[Supplied material]
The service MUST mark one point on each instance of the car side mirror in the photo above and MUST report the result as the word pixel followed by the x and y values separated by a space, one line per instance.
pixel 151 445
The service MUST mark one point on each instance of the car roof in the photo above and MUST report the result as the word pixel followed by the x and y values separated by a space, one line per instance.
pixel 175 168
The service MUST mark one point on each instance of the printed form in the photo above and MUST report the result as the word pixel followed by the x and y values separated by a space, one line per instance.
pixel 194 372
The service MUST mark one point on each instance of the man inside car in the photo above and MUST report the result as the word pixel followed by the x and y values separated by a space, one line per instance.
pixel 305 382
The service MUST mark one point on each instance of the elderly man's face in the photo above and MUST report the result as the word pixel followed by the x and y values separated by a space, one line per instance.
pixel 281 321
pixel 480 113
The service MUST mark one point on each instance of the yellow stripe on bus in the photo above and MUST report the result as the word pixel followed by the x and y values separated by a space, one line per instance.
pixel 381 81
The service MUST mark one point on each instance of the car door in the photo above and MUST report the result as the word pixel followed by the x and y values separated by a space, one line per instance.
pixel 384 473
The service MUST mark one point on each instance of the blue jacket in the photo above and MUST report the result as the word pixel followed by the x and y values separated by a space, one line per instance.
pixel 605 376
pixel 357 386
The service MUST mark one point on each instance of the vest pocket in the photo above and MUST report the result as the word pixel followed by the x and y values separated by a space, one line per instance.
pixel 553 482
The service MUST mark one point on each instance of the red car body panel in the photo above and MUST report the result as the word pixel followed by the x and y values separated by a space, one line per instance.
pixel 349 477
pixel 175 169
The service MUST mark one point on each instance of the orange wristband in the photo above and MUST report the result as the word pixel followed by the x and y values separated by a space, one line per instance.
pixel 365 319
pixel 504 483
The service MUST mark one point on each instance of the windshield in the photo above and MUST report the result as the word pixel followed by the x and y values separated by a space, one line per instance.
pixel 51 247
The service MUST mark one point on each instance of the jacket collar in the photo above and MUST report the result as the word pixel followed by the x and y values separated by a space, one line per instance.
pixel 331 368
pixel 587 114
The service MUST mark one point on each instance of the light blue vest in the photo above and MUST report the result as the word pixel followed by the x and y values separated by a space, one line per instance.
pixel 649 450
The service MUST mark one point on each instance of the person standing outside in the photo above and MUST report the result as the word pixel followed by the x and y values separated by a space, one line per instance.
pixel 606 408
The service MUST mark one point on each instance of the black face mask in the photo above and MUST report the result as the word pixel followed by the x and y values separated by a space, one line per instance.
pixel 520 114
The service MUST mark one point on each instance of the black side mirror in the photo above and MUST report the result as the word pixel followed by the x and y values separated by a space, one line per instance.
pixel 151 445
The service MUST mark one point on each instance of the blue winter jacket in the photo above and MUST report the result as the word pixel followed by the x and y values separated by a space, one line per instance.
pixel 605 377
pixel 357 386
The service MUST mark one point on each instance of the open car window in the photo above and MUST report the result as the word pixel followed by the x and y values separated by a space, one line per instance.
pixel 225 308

[Task brief] Print again the material above, limited to the lines from the one holding "the black side" through the last, inclusive.

[The solution]
The service MUST mark one point on each instance of the black side mirror in the photo above and MUST report the result as the word pixel followed by the x and y values separated by a space, one line per instance.
pixel 151 445
The service MUST mark one point on each instance of the blue winter jacket in the photo above and MUST report the result as the word pixel followed by the x and y values separated by a space, one line per instance.
pixel 605 377
pixel 357 386
The service MUST mark one point on each instance of the open car window in the photo above and MUST report the result as the word pixel followed by the x and y values separated by a space, one line per instance.
pixel 225 308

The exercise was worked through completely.